◆ **WRITTEN TASKS**
1: Answer these questions using the dataset description, one answer per line and marked the same way:
(a) On what scale did university instructors score each essay?
(b) What cross-validation scheme was used, and about how many essays were in each fold?
(c) Which metric was used to benchmark model performance?
2: Rewrite the paragraph of the dataset description that begins "The dataset used in this study comprises" as a short bulleted list that keeps its main facts.
3: Translate this sentence from the dataset description into Spanish: "This dataset represents a realistic and domain-specific resource for advancing Automated Essay Scoring (AES) research in Bahasa Indonesia."

* start TEXT PASSAGE *

2.2 Dataset Description
The dataset used in this study comprises 500 open-
ended essay responses written in Bahasa Indonesia by
undergraduate students of the Informatics Program at
Universitas Sulawesi Barat. These essays were
collected from actual coursework and assessments
and reflect authentic student writing in an academic
setting. Each essay was manually scored by
university instructors using an ordinal scale ranging
from 1 to 5. Although the specific rubric dimensions
were not standardized across all courses, the scores
generally reflected aspects such as content relevance,
argumentation, coherence, and grammar. These
instructor-assigned scores served as ground truth
labels for supervised training.
In total, the dataset contained 500 data points,
with an average essay length of approximately 20–
120 words. After cleaning and preprocessing, all
samples were retained for model training and
evaluation. A 5-fold cross-validation scheme was
employed, with roughly 100 essays per fold, to ensure
stability and generalizability of the results across data
partitions. Inter-rater agreement was not directly
computed between multiple human scorers; however,
model performance was benchmarked using the
Quadratic Weighted Kappa (QWK) metric to capture
alignment between ordinal predictions and human
scores.
This dataset represents a realistic and domain-
specific resource for advancing Automated Essay
Scoring (AES) research in Bahasa Indonesia.
2.3 Data Preprocessing
The first step in this study involves preprocessing of
Indonesian-language essay texts. This stage is crucial
because raw data often contains noise such as spelling

* end TEXT PASSAGE *
* start STORED ROWS *

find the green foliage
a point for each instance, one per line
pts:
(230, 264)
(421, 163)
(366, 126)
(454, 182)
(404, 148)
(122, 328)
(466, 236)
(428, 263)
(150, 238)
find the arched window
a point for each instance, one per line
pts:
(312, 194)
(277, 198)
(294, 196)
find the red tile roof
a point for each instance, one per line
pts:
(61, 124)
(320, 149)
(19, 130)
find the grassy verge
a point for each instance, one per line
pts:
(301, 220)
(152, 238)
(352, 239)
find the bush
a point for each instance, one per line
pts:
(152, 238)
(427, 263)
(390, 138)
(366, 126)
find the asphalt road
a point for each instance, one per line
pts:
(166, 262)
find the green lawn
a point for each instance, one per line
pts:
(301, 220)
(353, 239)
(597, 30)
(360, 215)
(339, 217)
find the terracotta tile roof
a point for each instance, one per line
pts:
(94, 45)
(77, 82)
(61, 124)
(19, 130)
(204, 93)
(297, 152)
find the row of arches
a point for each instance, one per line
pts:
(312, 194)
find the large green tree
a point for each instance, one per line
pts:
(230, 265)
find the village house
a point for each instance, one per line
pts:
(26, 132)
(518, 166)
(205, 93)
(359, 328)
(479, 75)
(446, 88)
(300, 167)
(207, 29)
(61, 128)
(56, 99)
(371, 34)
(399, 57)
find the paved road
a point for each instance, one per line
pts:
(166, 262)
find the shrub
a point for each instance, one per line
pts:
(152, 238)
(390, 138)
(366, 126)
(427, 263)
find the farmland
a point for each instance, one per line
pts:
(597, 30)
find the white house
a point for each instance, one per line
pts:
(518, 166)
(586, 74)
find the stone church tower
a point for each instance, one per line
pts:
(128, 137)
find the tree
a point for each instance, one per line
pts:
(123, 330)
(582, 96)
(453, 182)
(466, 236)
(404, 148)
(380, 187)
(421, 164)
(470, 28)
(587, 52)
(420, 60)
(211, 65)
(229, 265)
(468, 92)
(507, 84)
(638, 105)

* end STORED ROWS *

◆ **RESPONSES IN ORDER**
1:
(a) An ordinal scale from 1 to 5.
(b) A 5-fold cross-validation scheme, with roughly 100 essays per fold.
(c) The Quadratic Weighted Kappa (QWK) metric.

2:
- 500 open-ended essay responses in Bahasa Indonesia
- Written by undergraduate students of the Informatics Program at Universitas Sulawesi Barat
- Collected from actual coursework and assessments, reflecting authentic academic writing
- Each essay manually scored by university instructors on an ordinal scale from 1 to 5
- Rubric dimensions not standardized across courses; scores generally reflected content relevance, argumentation, coherence, and grammar
- Instructor-assigned scores used as ground truth labels for supervised training

3: Este conjunto de datos representa un recurso realista y específico del dominio para impulsar la investigación en Evaluación Automatizada de Ensayos (AES) en bahasa indonesia.